-- Begin Data --

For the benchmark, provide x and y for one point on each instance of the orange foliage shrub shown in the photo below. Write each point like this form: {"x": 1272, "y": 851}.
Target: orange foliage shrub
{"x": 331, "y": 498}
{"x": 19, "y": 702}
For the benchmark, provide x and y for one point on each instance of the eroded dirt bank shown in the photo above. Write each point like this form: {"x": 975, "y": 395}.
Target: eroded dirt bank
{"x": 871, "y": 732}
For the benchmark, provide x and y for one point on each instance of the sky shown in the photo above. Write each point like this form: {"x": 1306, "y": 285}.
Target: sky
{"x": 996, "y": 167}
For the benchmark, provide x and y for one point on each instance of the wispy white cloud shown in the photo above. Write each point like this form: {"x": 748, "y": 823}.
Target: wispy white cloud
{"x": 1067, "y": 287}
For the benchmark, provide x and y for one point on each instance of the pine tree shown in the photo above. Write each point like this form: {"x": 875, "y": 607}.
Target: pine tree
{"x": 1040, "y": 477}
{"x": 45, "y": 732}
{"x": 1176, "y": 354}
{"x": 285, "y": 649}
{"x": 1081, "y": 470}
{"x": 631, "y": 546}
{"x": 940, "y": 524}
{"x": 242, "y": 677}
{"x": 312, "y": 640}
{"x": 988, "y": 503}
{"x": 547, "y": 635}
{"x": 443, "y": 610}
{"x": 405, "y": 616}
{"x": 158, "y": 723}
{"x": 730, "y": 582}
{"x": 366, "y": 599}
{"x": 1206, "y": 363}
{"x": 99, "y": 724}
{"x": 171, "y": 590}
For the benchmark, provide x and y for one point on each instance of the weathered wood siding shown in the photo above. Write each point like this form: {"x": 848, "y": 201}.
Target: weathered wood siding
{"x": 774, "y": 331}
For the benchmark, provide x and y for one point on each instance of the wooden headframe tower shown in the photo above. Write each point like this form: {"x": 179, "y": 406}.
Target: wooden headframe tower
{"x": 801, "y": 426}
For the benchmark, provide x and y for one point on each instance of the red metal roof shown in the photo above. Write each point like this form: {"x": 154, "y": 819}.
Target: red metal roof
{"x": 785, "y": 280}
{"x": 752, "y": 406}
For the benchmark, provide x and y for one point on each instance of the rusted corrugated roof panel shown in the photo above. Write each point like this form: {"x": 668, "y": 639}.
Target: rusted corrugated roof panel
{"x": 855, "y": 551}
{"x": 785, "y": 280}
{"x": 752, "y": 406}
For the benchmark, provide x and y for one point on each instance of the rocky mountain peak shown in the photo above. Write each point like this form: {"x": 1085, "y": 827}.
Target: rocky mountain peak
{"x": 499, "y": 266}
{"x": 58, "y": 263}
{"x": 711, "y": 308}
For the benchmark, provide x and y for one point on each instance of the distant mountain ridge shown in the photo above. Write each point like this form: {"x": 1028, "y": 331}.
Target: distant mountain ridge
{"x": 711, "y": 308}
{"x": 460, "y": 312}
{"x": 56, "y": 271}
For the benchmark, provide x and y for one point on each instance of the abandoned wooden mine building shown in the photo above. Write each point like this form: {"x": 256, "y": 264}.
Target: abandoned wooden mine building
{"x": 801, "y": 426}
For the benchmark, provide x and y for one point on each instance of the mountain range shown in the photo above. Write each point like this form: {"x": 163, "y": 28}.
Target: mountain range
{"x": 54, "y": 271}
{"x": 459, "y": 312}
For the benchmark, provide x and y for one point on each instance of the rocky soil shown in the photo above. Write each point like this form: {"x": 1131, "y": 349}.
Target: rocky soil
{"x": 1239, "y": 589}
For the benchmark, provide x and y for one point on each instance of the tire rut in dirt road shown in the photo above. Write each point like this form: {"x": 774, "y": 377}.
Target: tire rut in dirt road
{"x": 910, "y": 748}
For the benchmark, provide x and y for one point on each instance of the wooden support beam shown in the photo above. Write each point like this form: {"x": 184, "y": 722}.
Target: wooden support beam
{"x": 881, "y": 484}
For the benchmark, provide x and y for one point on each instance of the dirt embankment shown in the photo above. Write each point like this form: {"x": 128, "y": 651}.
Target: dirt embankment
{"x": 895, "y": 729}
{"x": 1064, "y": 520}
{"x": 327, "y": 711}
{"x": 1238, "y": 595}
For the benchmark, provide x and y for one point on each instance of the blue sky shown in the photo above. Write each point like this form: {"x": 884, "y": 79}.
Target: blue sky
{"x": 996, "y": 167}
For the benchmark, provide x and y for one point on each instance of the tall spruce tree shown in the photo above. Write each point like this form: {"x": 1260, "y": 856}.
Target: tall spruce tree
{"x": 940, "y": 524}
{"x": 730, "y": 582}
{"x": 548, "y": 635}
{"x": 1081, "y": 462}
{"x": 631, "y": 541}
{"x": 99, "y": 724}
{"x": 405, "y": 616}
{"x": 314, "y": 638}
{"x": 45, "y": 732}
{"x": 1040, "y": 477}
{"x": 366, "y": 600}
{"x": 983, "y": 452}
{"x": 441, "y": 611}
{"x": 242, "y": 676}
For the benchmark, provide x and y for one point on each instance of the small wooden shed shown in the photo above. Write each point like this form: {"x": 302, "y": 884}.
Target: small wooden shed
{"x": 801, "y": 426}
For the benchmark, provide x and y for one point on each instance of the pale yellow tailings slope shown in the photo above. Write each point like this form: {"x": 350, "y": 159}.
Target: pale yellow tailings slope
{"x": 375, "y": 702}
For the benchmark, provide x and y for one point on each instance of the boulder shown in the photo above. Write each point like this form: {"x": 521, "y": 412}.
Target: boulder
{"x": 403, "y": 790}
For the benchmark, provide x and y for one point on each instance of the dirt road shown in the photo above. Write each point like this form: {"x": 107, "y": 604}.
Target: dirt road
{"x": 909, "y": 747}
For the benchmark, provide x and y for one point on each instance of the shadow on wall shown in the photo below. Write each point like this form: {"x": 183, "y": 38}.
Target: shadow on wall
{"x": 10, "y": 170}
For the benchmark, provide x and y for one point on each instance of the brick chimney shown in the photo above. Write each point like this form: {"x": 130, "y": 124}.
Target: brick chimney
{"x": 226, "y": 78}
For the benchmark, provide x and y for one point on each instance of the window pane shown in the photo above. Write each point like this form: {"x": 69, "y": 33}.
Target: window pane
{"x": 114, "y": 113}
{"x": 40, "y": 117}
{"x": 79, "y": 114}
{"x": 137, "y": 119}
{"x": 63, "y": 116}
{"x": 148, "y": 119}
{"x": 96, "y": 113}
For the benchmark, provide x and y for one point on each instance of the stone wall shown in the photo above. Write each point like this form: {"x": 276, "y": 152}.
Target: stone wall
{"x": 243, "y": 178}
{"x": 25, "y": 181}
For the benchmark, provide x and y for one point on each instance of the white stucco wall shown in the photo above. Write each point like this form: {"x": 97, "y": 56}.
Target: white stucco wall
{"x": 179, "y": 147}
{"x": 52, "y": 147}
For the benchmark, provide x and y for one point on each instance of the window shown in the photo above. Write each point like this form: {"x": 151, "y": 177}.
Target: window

-- End Data --

Reproduce the records above line for line, with no changes.

For the benchmark, provide x and y for one point on each instance of the orange foliage shrub shown in the photo below. Write each point like this form: {"x": 1272, "y": 851}.
Target: orange foliage shrub
{"x": 331, "y": 498}
{"x": 19, "y": 702}
For the benchmark, provide x and y for one point on each instance of the eroded dirt bank shown in the photo above. Write each point like this form: {"x": 975, "y": 395}.
Target: eroded dirt bank
{"x": 871, "y": 732}
For the benchmark, provide x and y for one point on each instance of the sky shown in the photo above. Write each point like this form: {"x": 1306, "y": 285}.
Target: sky
{"x": 996, "y": 167}
For the benchmark, provide x and y for one point on each instance of the wispy white cloud shown in the photo above. Write each point like this form: {"x": 748, "y": 823}.
Target: wispy white cloud
{"x": 1067, "y": 287}
For the benchmark, provide x and y for one point on each instance of the pine tree shown in the photo above. Write each point like this form: {"x": 875, "y": 607}.
Target: pine tree
{"x": 1040, "y": 477}
{"x": 45, "y": 732}
{"x": 1176, "y": 354}
{"x": 285, "y": 649}
{"x": 1081, "y": 470}
{"x": 631, "y": 546}
{"x": 940, "y": 524}
{"x": 242, "y": 677}
{"x": 312, "y": 640}
{"x": 988, "y": 503}
{"x": 547, "y": 635}
{"x": 443, "y": 610}
{"x": 405, "y": 616}
{"x": 158, "y": 723}
{"x": 730, "y": 582}
{"x": 366, "y": 599}
{"x": 1206, "y": 363}
{"x": 99, "y": 724}
{"x": 171, "y": 590}
For the benchmark, provide x and y for one point on each instance of the weathered wood siding shown in the photo above. Write each point like this form: {"x": 848, "y": 201}.
Target: weathered wood siding
{"x": 774, "y": 331}
For the benchmark, provide x and y for one point on each instance of the wooden headframe tower shown in the photo above. Write each point like this form: {"x": 179, "y": 406}.
Target: wooden headframe tower
{"x": 801, "y": 426}
For the benchmark, provide x and y for one point on each instance of the red metal roof shown in the photo above. Write each point like this form: {"x": 154, "y": 819}.
Target: red metal roof
{"x": 785, "y": 280}
{"x": 752, "y": 406}
For the benchmark, provide x and y for one point on each instance of the rusted corrugated roof panel shown in the photo above. Write each point like this form: {"x": 668, "y": 639}.
Target: rusted corrugated roof panel
{"x": 855, "y": 551}
{"x": 785, "y": 280}
{"x": 752, "y": 406}
For the benchmark, provide x and y for one point on each instance of the rocky mountain peak shown in the photo above. Write each point like this form: {"x": 1085, "y": 827}.
Target: rocky mountain peak
{"x": 499, "y": 266}
{"x": 58, "y": 263}
{"x": 711, "y": 308}
For the benchmark, provide x and y for one point on each instance of the distant mountain ridge shown in the photo above. Write each point like this form: {"x": 1028, "y": 331}.
Target: distant mountain ridge
{"x": 711, "y": 308}
{"x": 460, "y": 312}
{"x": 56, "y": 271}
For the benchmark, provide x and y for one point on each instance of the abandoned wooden mine building shown in the photo above. Write each point like this form: {"x": 256, "y": 264}.
Target: abandoned wooden mine building
{"x": 801, "y": 426}
For the benchmark, provide x and y for one point on each instance of the mountain range shown in the photo above. Write each point like this form: {"x": 163, "y": 28}.
Target: mountain range
{"x": 54, "y": 271}
{"x": 459, "y": 312}
For the benchmark, provide x and y for one point on each instance of the rocky soil shown in the photo above. Write each point like this form: {"x": 1131, "y": 349}.
Target: rocky soil
{"x": 1239, "y": 589}
For the benchmark, provide x and y for one point on each instance of the tire rut in dirt road shown in the photo above. Write each point like this form: {"x": 774, "y": 377}.
Target: tire rut in dirt road
{"x": 910, "y": 748}
For the benchmark, provide x and y for one point on each instance of the wooden support beam shown in the photo above. Write each point like this form: {"x": 184, "y": 722}.
Target: wooden support beam
{"x": 881, "y": 484}
For the benchmark, provide x and y for one point on each instance of the dirt embankment shown in the photo above. Write each point like this form: {"x": 128, "y": 651}.
Target: dirt embankment
{"x": 895, "y": 729}
{"x": 1064, "y": 520}
{"x": 327, "y": 711}
{"x": 1238, "y": 595}
For the benchmark, provide x and y for one point on each instance of the blue sky shown in the photo above. Write each point like this form: {"x": 884, "y": 79}.
Target: blue sky
{"x": 996, "y": 167}
For the benchmark, provide x and y for one point on each instance of the tall spruce tree shown in the photo above. Write each point like this form: {"x": 1260, "y": 856}.
Target: tall spruce tree
{"x": 940, "y": 524}
{"x": 730, "y": 582}
{"x": 548, "y": 635}
{"x": 1081, "y": 462}
{"x": 631, "y": 541}
{"x": 99, "y": 724}
{"x": 405, "y": 616}
{"x": 314, "y": 638}
{"x": 45, "y": 732}
{"x": 1040, "y": 477}
{"x": 366, "y": 600}
{"x": 983, "y": 452}
{"x": 441, "y": 611}
{"x": 242, "y": 676}
For the benchmark, provide x and y for one point on each instance of the small wooden shed shown in the photo above. Write each point like this form: {"x": 302, "y": 884}.
Target: small wooden shed
{"x": 801, "y": 426}
For the benchmark, provide x and y for one point on each instance of the pale yellow tailings slope shown in the photo above. Write each point like this form: {"x": 350, "y": 159}.
Target: pale yellow tailings slope
{"x": 375, "y": 702}
For the benchmark, provide x and y for one point on each instance of the boulder shown in the photo above. Write each point like this form: {"x": 521, "y": 412}.
Target: boulder
{"x": 403, "y": 790}
For the benchmark, provide x and y for one point on each instance of the dirt road shown in the photo above. Write each point like this form: {"x": 107, "y": 604}.
Target: dirt road
{"x": 909, "y": 747}
For the benchmark, provide x and y for one point on each instance of the shadow on wall shown in the photo below. Write each point like this form: {"x": 183, "y": 38}.
Target: shadow on wall
{"x": 10, "y": 170}
For the benchmark, provide x and y for one point on each instance of the brick chimney shown in the photo above. Write each point like this form: {"x": 130, "y": 124}.
Target: brick chimney
{"x": 226, "y": 78}
For the benchmark, provide x and y for one point on each instance of the window pane shown in the photo above. Write each point like this form: {"x": 69, "y": 33}.
Target: window pane
{"x": 114, "y": 113}
{"x": 40, "y": 117}
{"x": 79, "y": 114}
{"x": 137, "y": 119}
{"x": 63, "y": 116}
{"x": 148, "y": 119}
{"x": 96, "y": 113}
For the benchmark, provide x and y for one point on each instance of the stone wall shown in the photo above. Write each point like this form: {"x": 276, "y": 152}.
Target: stone wall
{"x": 243, "y": 178}
{"x": 25, "y": 181}
For the benchmark, provide x and y for one point on each instance of the white stucco wall shown in the photo above. Write each point like this form: {"x": 97, "y": 56}.
Target: white stucco wall
{"x": 179, "y": 147}
{"x": 52, "y": 147}
For the benchmark, provide x and y for one point on each instance of the window shown in the photo above. Write each point like this form: {"x": 151, "y": 177}.
Target: window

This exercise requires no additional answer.